Instrucción escrita:
Indica cuántas líneas de las que siguen contienen la cadena "gray". Responde únicamente con el número.

____

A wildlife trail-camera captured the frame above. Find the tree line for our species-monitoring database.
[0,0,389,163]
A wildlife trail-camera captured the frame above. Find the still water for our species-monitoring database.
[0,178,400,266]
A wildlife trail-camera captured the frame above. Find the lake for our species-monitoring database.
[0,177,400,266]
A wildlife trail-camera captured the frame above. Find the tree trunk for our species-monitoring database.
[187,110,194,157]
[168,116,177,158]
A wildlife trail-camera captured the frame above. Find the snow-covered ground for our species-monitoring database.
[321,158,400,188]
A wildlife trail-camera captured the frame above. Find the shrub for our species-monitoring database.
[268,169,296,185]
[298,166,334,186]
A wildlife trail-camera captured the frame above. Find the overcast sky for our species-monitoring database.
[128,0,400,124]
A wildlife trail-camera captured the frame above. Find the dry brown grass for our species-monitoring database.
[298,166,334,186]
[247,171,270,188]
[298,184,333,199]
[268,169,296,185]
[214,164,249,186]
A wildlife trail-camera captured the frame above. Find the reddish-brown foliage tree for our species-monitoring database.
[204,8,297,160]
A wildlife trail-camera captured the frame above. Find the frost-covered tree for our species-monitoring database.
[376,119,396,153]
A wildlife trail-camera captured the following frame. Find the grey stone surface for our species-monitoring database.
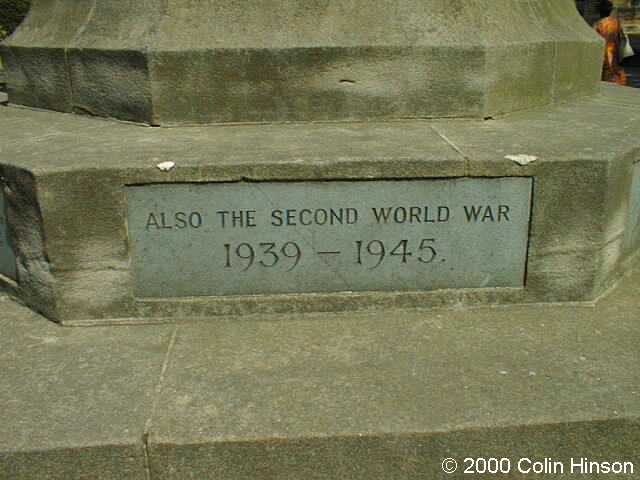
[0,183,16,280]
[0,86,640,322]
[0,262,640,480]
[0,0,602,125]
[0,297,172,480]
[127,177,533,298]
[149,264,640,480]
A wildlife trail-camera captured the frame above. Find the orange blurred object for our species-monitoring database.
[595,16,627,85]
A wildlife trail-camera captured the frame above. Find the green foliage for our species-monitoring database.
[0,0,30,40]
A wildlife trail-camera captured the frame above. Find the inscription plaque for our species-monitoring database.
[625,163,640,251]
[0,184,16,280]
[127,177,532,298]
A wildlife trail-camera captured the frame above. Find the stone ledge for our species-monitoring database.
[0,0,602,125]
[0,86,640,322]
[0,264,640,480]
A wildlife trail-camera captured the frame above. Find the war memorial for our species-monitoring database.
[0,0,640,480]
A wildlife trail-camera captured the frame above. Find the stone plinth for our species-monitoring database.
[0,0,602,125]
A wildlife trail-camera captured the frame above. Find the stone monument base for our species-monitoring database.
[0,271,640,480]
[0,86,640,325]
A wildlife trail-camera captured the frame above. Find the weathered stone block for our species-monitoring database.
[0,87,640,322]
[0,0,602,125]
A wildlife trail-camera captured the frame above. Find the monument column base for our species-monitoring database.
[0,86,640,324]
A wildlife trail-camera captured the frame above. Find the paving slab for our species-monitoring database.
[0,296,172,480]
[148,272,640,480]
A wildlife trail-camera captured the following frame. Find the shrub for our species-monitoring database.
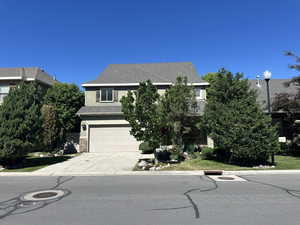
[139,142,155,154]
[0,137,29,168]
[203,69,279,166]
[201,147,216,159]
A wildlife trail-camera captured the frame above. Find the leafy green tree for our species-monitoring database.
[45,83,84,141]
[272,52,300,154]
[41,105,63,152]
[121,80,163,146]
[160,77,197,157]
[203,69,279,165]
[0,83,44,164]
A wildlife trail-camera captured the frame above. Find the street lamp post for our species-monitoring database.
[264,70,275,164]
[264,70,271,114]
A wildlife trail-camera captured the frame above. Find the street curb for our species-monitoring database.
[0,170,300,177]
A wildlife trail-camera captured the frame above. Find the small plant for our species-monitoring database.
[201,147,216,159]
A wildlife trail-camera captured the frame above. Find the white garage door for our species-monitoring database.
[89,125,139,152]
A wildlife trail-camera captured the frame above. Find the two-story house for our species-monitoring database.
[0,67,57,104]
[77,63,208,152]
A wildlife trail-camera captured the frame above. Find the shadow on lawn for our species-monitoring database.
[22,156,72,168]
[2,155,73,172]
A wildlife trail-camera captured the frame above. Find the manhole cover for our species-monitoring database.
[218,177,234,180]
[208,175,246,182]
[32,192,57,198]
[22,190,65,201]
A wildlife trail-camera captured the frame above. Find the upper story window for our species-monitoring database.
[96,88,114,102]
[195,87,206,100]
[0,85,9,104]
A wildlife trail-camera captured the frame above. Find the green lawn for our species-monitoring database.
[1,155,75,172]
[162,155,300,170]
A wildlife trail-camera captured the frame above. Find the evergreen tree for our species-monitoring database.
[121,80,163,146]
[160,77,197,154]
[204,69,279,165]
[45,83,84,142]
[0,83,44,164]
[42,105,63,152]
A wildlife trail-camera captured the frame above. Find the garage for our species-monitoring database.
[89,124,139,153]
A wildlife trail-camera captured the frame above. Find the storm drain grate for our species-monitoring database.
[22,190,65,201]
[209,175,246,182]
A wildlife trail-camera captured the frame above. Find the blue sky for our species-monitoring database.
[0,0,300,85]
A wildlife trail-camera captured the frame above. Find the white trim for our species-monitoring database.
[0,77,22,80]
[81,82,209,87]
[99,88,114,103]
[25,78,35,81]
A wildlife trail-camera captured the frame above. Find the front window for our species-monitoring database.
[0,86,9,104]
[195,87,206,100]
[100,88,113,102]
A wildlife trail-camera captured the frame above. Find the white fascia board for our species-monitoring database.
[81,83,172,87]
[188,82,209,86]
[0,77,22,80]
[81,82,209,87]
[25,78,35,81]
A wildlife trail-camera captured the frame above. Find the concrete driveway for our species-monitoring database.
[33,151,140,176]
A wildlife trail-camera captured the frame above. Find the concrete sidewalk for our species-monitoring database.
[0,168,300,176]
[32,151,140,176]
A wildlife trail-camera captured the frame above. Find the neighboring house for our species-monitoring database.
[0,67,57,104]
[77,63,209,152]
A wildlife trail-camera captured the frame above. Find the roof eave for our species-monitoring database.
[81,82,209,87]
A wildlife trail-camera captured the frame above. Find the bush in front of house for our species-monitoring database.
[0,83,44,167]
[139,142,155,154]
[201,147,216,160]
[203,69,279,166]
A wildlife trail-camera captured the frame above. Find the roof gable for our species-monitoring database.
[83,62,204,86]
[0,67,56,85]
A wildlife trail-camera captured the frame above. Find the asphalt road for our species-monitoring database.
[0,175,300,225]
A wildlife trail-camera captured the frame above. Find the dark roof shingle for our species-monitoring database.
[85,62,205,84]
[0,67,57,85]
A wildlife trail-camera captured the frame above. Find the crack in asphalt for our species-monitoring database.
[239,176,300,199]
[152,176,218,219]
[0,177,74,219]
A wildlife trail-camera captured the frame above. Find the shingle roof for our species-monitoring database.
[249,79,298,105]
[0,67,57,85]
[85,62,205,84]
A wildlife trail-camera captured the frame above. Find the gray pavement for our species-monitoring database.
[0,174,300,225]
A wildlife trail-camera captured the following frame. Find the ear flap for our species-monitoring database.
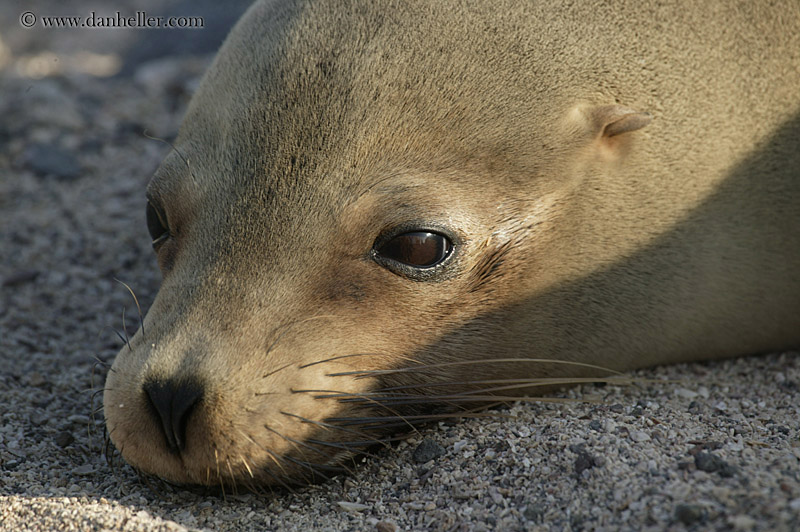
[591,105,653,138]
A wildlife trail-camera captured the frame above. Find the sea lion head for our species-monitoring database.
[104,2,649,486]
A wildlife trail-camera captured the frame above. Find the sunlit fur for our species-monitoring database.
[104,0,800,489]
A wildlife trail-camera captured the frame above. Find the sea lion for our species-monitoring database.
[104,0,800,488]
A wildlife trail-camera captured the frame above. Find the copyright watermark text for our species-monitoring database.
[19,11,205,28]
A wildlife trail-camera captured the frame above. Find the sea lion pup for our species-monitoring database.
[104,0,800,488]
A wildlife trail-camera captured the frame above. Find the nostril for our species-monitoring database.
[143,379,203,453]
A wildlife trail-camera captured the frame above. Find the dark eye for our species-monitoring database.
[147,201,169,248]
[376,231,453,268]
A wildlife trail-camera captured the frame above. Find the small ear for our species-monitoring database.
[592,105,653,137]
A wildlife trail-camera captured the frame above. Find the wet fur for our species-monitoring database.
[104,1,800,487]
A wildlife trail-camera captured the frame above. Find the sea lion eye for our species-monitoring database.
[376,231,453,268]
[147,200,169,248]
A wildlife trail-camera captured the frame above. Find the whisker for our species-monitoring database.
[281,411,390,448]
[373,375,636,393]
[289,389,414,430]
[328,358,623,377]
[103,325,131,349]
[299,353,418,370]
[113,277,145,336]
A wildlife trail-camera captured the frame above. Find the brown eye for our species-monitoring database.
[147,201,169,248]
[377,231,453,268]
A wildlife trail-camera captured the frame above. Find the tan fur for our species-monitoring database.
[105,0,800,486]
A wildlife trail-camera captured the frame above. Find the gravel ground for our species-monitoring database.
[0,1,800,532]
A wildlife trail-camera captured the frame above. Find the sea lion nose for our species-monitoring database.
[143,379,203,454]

____

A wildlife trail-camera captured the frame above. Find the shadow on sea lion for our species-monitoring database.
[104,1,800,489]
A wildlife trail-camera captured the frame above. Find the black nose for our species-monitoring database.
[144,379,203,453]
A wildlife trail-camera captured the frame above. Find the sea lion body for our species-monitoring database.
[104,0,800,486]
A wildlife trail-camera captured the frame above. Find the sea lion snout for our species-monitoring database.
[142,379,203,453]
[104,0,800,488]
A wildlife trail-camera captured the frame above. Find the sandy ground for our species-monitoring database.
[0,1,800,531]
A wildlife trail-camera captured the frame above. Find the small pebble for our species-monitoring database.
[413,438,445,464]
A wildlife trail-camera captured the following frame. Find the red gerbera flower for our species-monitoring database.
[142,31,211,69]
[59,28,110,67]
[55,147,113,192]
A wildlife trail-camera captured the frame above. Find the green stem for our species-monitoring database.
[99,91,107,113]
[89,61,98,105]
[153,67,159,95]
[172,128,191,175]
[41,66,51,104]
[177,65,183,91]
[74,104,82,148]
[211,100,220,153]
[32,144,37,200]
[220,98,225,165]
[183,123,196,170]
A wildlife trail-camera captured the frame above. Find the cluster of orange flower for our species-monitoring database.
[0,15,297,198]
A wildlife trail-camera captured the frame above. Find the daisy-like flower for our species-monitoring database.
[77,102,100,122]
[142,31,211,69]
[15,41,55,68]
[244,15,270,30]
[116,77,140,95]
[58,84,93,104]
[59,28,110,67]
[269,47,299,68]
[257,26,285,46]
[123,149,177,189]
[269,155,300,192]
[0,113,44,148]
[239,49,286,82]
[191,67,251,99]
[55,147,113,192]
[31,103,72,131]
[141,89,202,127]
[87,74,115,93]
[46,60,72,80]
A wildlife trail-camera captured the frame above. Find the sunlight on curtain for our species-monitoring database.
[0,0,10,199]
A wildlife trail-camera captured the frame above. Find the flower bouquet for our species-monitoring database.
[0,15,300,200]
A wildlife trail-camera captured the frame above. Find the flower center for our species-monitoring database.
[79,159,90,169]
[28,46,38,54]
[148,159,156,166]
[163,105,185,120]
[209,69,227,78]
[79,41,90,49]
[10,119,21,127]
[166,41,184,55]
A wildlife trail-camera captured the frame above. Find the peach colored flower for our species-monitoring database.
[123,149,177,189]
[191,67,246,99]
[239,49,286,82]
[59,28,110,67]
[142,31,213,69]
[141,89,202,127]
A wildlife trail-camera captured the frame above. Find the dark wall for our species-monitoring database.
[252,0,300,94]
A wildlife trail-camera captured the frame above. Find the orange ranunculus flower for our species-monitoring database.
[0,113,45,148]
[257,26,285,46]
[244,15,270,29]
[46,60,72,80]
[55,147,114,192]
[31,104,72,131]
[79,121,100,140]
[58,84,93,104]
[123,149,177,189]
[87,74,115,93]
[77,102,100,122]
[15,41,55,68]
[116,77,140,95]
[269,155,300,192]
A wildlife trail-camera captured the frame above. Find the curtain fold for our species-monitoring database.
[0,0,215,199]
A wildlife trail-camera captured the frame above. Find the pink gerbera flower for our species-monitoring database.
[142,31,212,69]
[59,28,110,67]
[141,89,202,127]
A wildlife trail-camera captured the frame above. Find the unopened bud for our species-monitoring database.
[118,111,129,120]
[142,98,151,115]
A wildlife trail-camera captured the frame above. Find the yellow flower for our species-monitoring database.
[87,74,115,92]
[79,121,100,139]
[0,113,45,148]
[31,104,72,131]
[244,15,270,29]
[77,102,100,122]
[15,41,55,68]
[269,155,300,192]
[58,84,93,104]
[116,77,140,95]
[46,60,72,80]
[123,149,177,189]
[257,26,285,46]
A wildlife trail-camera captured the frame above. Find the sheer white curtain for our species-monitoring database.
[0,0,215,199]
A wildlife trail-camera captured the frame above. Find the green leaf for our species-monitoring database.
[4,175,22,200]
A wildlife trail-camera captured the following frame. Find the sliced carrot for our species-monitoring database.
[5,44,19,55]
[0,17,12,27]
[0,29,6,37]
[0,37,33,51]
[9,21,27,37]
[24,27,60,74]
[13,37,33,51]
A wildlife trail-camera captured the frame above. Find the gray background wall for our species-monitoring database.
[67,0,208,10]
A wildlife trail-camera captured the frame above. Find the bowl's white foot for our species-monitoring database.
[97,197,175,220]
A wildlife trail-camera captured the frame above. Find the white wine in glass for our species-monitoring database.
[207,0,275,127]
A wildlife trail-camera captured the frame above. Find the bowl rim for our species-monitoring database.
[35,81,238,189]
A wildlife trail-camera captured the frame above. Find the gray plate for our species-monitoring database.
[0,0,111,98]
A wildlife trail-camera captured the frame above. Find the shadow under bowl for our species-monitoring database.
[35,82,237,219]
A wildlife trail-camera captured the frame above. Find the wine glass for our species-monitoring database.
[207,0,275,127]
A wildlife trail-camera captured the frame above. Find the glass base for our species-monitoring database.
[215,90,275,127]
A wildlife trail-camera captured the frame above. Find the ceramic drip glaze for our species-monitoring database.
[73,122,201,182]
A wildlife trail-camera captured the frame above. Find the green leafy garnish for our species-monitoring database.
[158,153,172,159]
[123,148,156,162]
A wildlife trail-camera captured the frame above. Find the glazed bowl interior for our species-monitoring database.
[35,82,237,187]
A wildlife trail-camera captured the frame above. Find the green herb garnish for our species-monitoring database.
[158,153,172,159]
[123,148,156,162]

____

Resultado:
3